О буржуазности и социализме
I
Многие слова, ныне получившие широкое уличное употребление, носят характер магических заклинаний; многие формулы, пущенные ныне в ход, носят сакральный характер и принимаются массой не только без критики, но и без понимания. К таким заклинательно-магическим словам принадлежит слово «буржуазия» и «буржуазность». Слово это ныне царит над массой, масса находится в рабстве у этого слова, смысл которого ей не может быть достаточно понятен. Слово падает в темную среду, не подготовленную к восприятию сложных мыслей, и оно не просветляет ее, но лишь увеличивает тьму. Заклинание пробуждает какие-то инстинкты, соответствует каким-то интересам, но никаких ясных понятий и идей с ним не связывается. Что понимают под «буржуазией» в нынешний день? Под «буржуазией» понимают не просто промышленный класс, не просто капиталистов, не «третье сословие». Ныне у нас категория «буржуазности» употребляется в несоизмеримо более широком смысле. Вся Россия, все человечество делятся на два непримиримых мира, два царства: царство зла, тьмы, дьявола – буржуазное царство и царство божеское, добра, света – царство социалистическое. В этой психологии по-своему переживается старое, вековое религиозное деление и противоположение, но в искаженной форме. Социал-демократы, отравившие рабочую массу истребляющей ненавистью к «буржуазии» и «буржуазности», употребляют эти слова в социально-классовом, материалистическом смысле, но придают своей социально-классовой точке зрения почти религиозный отпечаток. Этот позитивно-материалистический, социально-классовый смысл слова не может быть выдержан до конца. И социалисты, материалисты принуждены признать, что «буржуазность» есть известная психическая настроенность, известная жизненная оценка, не столько состояние социальной материи, сколько отношение к ней человеческого духа. «Буржуазная» настроенность и «буржуазная» оценка могут быть и у человека, не принадлежащего к буржуазному классу, не имеющего никакой собственности, и, наоборот, у буржуа по своему классовому положению может и не быть такой «буржуазности». Совершенно бесспорно, что «буржуазность» есть состояние духа человеческого, а не социально-классовое положение человека, – она определяется отношением духа к материальной жизни, несвободой духа и бессилием духа преодолеть власть материи, а не самой материальной жизнью.

§ §

Назовите все признаки, которыми, согласно заключительному предложению текста о буржуазности и социализме, определяется «буржуазность».

* Исходные данные *
§ §

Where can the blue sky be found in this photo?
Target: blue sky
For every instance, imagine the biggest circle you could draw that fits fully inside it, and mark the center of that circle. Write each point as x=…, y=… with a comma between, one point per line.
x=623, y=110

§ §

* Решение задания *
1. Отношение духа к материальной жизни.
2. Несвобода духа.
3. Бессилие духа преодолеть власть материи.